■ **Your task**
Return all of the entries below word for word, line by line, leaving out the pictures.

■ **Task input**
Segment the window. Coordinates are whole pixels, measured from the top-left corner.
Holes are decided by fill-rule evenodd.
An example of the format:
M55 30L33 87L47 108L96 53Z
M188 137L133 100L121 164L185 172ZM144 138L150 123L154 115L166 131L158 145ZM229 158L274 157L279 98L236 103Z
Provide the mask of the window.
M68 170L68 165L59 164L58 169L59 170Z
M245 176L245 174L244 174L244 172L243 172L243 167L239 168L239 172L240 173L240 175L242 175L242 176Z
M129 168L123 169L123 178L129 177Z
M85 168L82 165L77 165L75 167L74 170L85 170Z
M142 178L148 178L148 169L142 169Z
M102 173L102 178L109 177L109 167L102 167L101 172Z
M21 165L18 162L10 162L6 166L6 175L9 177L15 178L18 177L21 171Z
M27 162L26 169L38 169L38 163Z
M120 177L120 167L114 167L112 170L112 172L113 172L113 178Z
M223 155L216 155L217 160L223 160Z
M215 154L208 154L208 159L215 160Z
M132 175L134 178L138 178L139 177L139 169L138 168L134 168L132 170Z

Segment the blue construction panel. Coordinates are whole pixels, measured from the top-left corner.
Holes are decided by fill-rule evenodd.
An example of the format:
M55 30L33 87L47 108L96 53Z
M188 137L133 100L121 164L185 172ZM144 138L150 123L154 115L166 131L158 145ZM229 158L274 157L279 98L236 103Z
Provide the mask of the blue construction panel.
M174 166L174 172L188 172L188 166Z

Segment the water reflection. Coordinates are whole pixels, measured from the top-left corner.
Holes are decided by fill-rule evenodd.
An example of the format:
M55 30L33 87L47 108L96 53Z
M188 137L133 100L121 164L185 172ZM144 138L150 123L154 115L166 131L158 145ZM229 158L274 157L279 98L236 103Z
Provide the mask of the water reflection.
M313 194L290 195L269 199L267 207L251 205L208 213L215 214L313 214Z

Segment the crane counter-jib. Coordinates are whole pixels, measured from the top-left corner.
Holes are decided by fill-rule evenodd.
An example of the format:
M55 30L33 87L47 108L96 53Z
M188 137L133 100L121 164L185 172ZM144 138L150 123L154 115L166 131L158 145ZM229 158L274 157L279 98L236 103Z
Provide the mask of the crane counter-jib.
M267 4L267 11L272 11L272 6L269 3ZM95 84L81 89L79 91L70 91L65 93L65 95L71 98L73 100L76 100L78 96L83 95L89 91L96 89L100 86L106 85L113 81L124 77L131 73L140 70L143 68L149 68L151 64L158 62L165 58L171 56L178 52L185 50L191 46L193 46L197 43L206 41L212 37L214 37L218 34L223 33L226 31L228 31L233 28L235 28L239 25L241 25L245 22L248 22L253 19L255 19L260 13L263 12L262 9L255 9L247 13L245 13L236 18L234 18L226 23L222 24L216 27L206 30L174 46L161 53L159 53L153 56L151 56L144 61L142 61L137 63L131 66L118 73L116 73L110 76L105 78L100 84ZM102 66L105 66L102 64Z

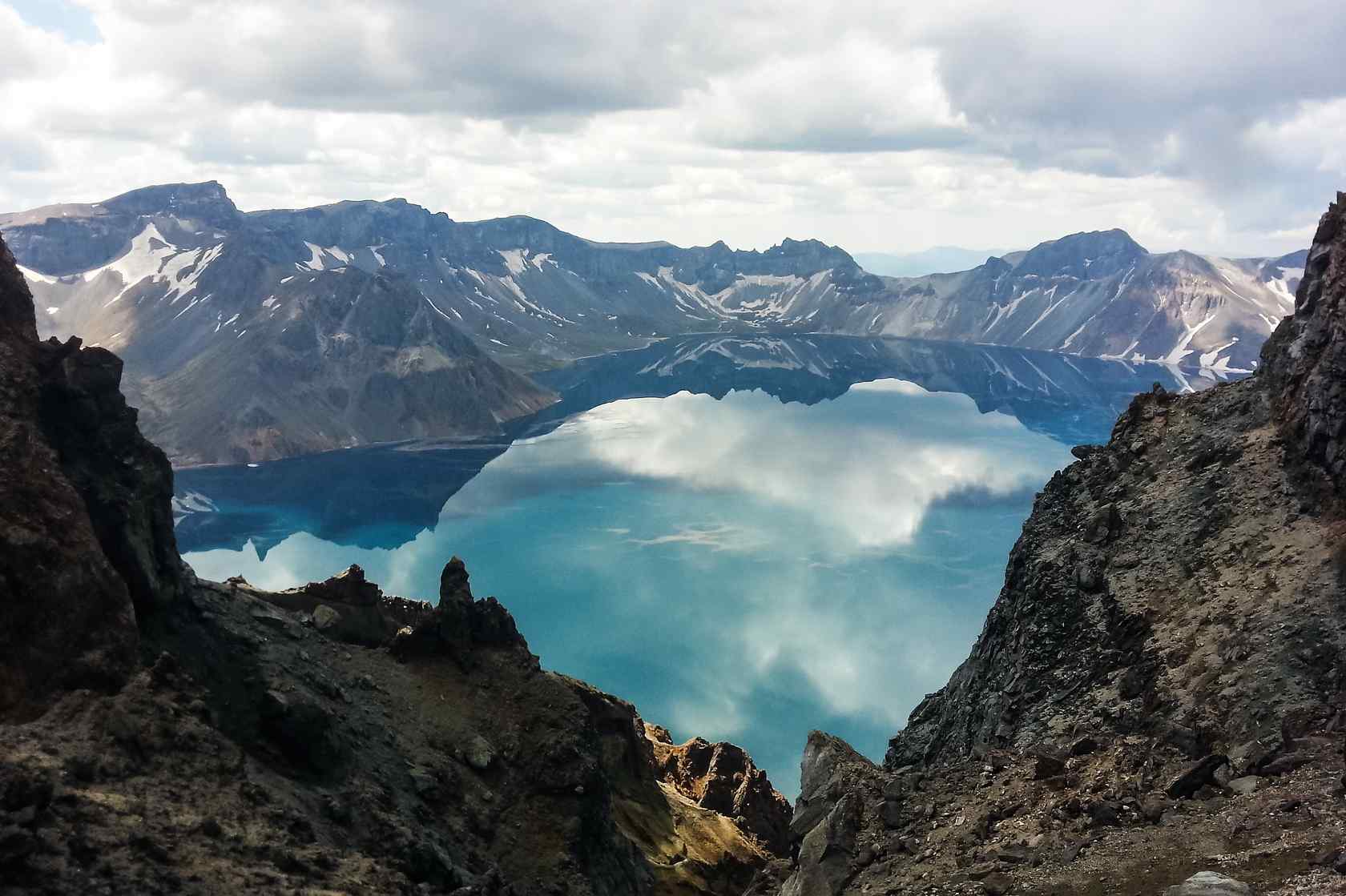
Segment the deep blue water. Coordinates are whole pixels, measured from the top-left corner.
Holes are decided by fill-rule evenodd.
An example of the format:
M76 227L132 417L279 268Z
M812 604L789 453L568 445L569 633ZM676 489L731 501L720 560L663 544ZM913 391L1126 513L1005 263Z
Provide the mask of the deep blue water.
M198 574L351 562L433 599L451 554L544 666L789 795L812 728L874 759L966 655L1034 492L1164 367L914 340L690 338L546 377L478 444L178 474ZM190 496L190 498L188 498ZM209 503L207 503L209 502Z

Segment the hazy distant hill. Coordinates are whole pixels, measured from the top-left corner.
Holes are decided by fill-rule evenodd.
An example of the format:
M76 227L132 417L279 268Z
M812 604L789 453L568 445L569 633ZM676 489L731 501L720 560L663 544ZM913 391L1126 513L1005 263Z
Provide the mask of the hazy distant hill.
M404 199L242 213L214 182L0 215L0 230L42 334L121 354L147 431L183 461L493 432L552 398L501 363L526 373L692 332L926 336L1250 370L1304 262L1151 254L1108 230L886 277L816 239L599 244Z

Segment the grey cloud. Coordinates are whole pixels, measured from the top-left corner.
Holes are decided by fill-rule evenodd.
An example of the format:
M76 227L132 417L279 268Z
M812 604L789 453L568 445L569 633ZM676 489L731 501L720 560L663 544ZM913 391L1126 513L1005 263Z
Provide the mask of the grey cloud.
M149 65L237 101L516 118L672 105L731 58L713 9L215 0L108 4L98 20L128 70Z

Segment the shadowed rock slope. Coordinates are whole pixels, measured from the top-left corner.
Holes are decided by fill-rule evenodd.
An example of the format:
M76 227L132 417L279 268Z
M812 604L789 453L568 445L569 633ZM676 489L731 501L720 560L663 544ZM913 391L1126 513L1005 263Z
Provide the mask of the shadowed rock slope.
M883 767L810 739L783 892L1346 892L1343 304L1339 195L1257 375L1139 396L1047 483Z
M120 365L38 343L3 244L0 374L0 893L740 893L782 856L746 756L701 775L752 772L751 819L685 795L456 558L437 605L191 576Z

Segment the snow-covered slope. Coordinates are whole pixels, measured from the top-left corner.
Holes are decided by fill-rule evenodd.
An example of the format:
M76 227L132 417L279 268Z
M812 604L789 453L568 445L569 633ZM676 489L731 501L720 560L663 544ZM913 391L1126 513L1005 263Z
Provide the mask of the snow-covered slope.
M217 183L0 215L0 230L44 335L106 344L151 378L283 318L296 291L345 295L353 276L397 281L417 309L522 371L685 334L824 332L1218 374L1253 369L1303 268L1303 253L1151 254L1109 230L970 270L878 277L813 239L766 252L598 244L525 217L455 222L404 199L240 213Z
M552 401L385 270L377 246L362 268L354 249L260 231L218 184L151 191L155 203L128 194L0 226L48 268L24 270L42 335L117 351L141 426L175 461L491 435ZM112 248L92 253L81 227Z

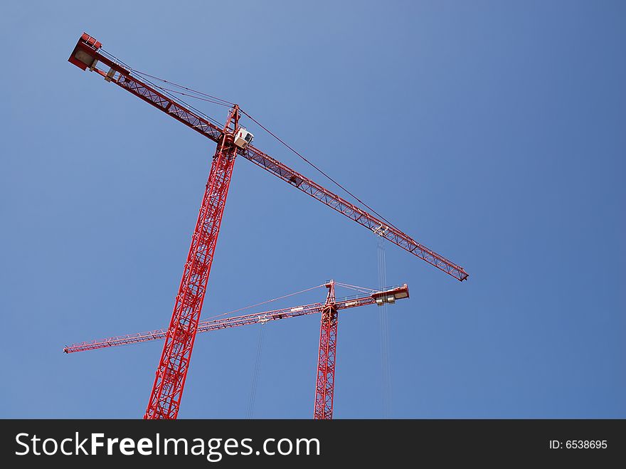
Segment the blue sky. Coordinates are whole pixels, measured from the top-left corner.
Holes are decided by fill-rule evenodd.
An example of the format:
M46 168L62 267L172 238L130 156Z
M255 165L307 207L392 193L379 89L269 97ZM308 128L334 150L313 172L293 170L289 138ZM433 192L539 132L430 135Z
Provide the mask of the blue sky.
M215 148L69 64L83 31L238 102L469 273L387 246L411 293L389 308L391 416L626 417L622 2L0 9L0 417L142 416L161 343L61 350L166 325ZM203 316L328 278L376 287L375 236L238 161ZM340 314L336 418L383 416L378 315ZM319 317L265 327L254 416L310 418ZM180 418L245 416L258 335L198 337Z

■ **Answer to this problem**
Segment the window. Coordinates are whole pixels, measured from the top-left corner.
Holes are decided by fill-rule evenodd.
An example of the format:
M55 30L33 87L47 108L96 53Z
M188 137L133 100L121 164L185 172ZM144 138L150 123L154 115L166 131L158 145ZM229 158L274 157L279 98L236 103Z
Provide the mask of the window.
M68 170L68 165L59 164L58 169L59 170Z
M245 176L245 174L244 174L244 172L243 172L243 167L239 168L239 172L240 173L240 175L242 175L242 176Z
M129 168L123 169L123 178L129 177Z
M85 168L82 165L77 165L75 167L74 170L85 170Z
M142 178L148 178L148 169L142 169Z
M102 173L102 178L109 177L109 167L102 167L101 172Z
M21 165L18 162L10 162L6 166L6 175L9 177L15 178L18 177L21 171Z
M27 162L26 169L38 169L38 163Z
M120 177L120 167L114 167L112 170L112 172L113 172L113 178Z
M223 155L216 155L217 160L223 160Z
M215 154L208 154L208 159L215 160Z
M132 175L134 178L138 178L139 177L139 169L138 168L134 168L132 170Z

Segment the blue construction panel. Coordinates are whole pixels, measured from the top-left corner.
Holes are decided by fill-rule evenodd.
An example of the format:
M55 30L33 87L47 108L96 53Z
M188 137L133 100L121 164L185 172ZM144 138L150 123L154 115L166 131L158 145ZM229 158L274 157L279 98L236 103Z
Provide the mask of the blue construction panel.
M174 166L174 172L188 172L188 166Z

Segment the water reflection. Coordinates are whole pixels, measured from the top-left corner.
Holes are decided by fill-rule evenodd.
An example of the format:
M55 30L33 87L47 108L96 53Z
M188 137L133 100L121 164L185 172ZM144 138L150 123L154 115L166 131L158 145ZM229 158L274 157L279 98L236 103Z
Provide the mask of the water reflection.
M313 194L290 195L269 199L267 207L251 205L208 213L215 214L313 214Z

Segment the crane counter-jib. Coordinates are whole pixels, measured from the top-left corner.
Holes are decided by fill-rule evenodd.
An example of the format:
M55 30L33 87L47 108L96 53Z
M188 137L133 100L121 164L185 172ZM144 138L150 123L154 115L166 131L158 145ZM229 158L274 157L279 98L236 103Z
Provide the mask of the crane counter-jib.
M267 4L267 11L272 11L272 6L269 3ZM95 84L81 89L79 91L70 91L65 93L65 95L71 98L73 100L76 100L78 96L83 95L89 91L96 89L100 86L106 85L113 81L124 77L131 73L140 70L143 68L149 68L151 64L158 62L165 58L171 56L178 52L185 50L191 46L193 46L197 43L206 41L212 37L214 37L218 34L223 33L226 31L228 31L233 28L235 28L239 25L241 25L245 22L248 22L253 19L255 19L260 13L263 12L262 9L255 9L247 13L245 13L236 18L234 18L226 23L222 24L216 27L206 30L174 46L161 53L159 53L153 56L151 56L144 61L142 61L137 63L131 66L118 73L116 73L110 76L105 78L100 84ZM102 66L105 66L102 64Z

Segment the deep blue water. Coordinates are whole pixels, measured from the top-left corner.
Holes are decided by fill-rule evenodd.
An example of the format:
M76 227L132 417L279 268Z
M812 604L789 453L568 445L569 633ZM676 489L731 501L720 560L663 544ZM913 391L1126 513L1005 263Z
Provide the mask of the deep blue water.
M198 574L351 562L433 599L451 554L544 666L789 795L812 728L874 759L966 655L1034 492L1164 367L914 340L690 338L546 377L478 444L178 474ZM190 496L190 498L188 498ZM209 503L207 503L209 502Z

Segment the hazy distant hill. Coordinates are whole pixels, measured from the top-left corner.
Holes are decided by fill-rule evenodd.
An example of the format:
M76 227L132 417L279 268Z
M812 604L789 453L568 445L569 633ZM676 489L731 501L720 560L663 544ZM913 391L1126 513L1005 263Z
Provide the mask of the hazy distant hill.
M404 199L242 213L214 182L0 215L0 230L42 334L121 354L147 431L183 461L493 432L552 398L501 363L526 373L692 332L926 336L1250 370L1304 262L1151 254L1108 230L886 277L816 239L599 244Z

Segment the grey cloud. Coordinates are whole pixels, measured from the top-left corner.
Holes are decided by fill-rule evenodd.
An example of the format:
M76 227L132 417L279 268Z
M812 604L789 453L568 445L569 633ZM676 489L731 501L720 560L663 544ZM913 391L1126 513L1005 263Z
Provide the mask of the grey cloud.
M149 65L237 101L516 118L672 105L731 58L713 9L215 0L108 4L98 20L128 70Z

Segment the shadowed rock slope. Coordinates are whole pixels, measured from the top-left corner.
Holes are decided by fill-rule evenodd.
An example of the format:
M76 227L132 417L279 268Z
M812 604L789 453L568 445L569 633ZM676 489L731 501L720 560L663 544ZM913 391L1126 513L1005 263Z
Provide the mask of the shadowed rock slope.
M883 767L810 739L783 892L1346 892L1343 304L1339 195L1257 375L1139 396L1047 483Z
M120 365L38 343L3 244L0 374L0 893L740 893L782 856L746 756L701 775L752 772L751 819L685 795L456 558L437 605L191 576Z

Segment the snow-covered slope. Coordinates are whole pixels, measured from the top-left corner.
Holes are decided by fill-rule evenodd.
An example of the format:
M76 227L132 417L279 268Z
M812 604L789 453L568 445L569 633ZM676 489L731 501L720 560L663 544ZM913 391L1126 513L1005 263Z
Provide the mask of the snow-covered slope.
M217 183L0 215L0 230L44 335L106 344L151 378L283 318L296 291L345 295L353 276L397 281L417 309L522 371L685 334L824 332L1218 374L1253 369L1303 268L1303 253L1151 254L1109 230L970 270L878 277L813 239L766 252L598 244L525 217L455 222L404 199L240 213Z
M552 401L385 270L377 246L362 268L354 249L260 231L218 184L151 191L155 203L128 194L0 226L48 268L24 270L42 335L117 351L141 426L175 461L491 435ZM112 248L92 253L81 227Z

Segment the blue sky. Coordinates are whole pixels, measured from the top-left corner.
Holes are decided by fill-rule evenodd.
An example of the format:
M46 168L62 267L172 238L130 156Z
M255 165L307 207L392 193L379 89L269 97ZM308 128L334 150L313 172L293 170L289 138ZM433 192L539 132L430 135Z
Provide the mask of the blue sky.
M215 148L69 64L83 31L238 102L469 273L387 246L411 293L389 308L391 416L626 417L622 2L0 9L0 417L142 416L161 343L61 350L166 325ZM203 316L328 278L376 287L375 236L238 161ZM340 314L336 418L383 416L378 315ZM319 317L265 327L254 416L310 418ZM180 418L245 416L258 335L198 337Z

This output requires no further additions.